◆ **REQUIRED WORK**
Reproduce word for word everything in the post on the Campaign for Social Science from "Re-posted from the" down to "of the task.".

◆ **PAGE**
* start *

Communication

The Campaign to re-brand the social scientist – The public re-construction of a diverse discipline

August 18, 2011 1160

Re-posted from the Campaign for the Social Sciences

The social sciences are vital in understanding the social world but unlike the natural sciences, they lack the powerful popular imagery to entice people to study them. Set again this background, the Campaign for Social Science was set up to help define an identity for this diverse discipline in the public eye. Kate Roach is a science communicator who here discusses the importance of putting the social sciences firmly back into the potent realm of popular discourse where, she argues, it belongs.1 In this fascinating article for GMT, she uses dashes of humour, discourse analysis and popular imagery to describe the necessity of the task.

The recently inaugurated Campaign for Social Science has set its sights on promoting its brand of knowledge to public, press and powers that be. It is an unusually conscious bid to create a popular vision of social science in the UK and beyond.2 Its aims to mirror those of a group calling themselves Save British Science, which was instigated in the 1980’s by a few natural scientists who, perceiving a popular and professional science malaise, became concerned about dwindling funds.

* end *

◆ **DATA SEGMENT**

* start *

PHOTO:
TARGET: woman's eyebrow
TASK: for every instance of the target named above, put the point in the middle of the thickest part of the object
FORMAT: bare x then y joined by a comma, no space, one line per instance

* end *

◆ **EXPECTED ANSWER**
Re-posted from the Campaign for the Social Sciences

The social sciences are vital in understanding the social world but unlike the natural sciences, they lack the powerful popular imagery to entice people to study them. Set again this background, the Campaign for Social Science was set up to help define an identity for this diverse discipline in the public eye. Kate Roach is a science communicator who here discusses the importance of putting the social sciences firmly back into the potent realm of popular discourse where, she argues, it belongs.1 In this fascinating article for GMT, she uses dashes of humour, discourse analysis and popular imagery to describe the necessity of the task.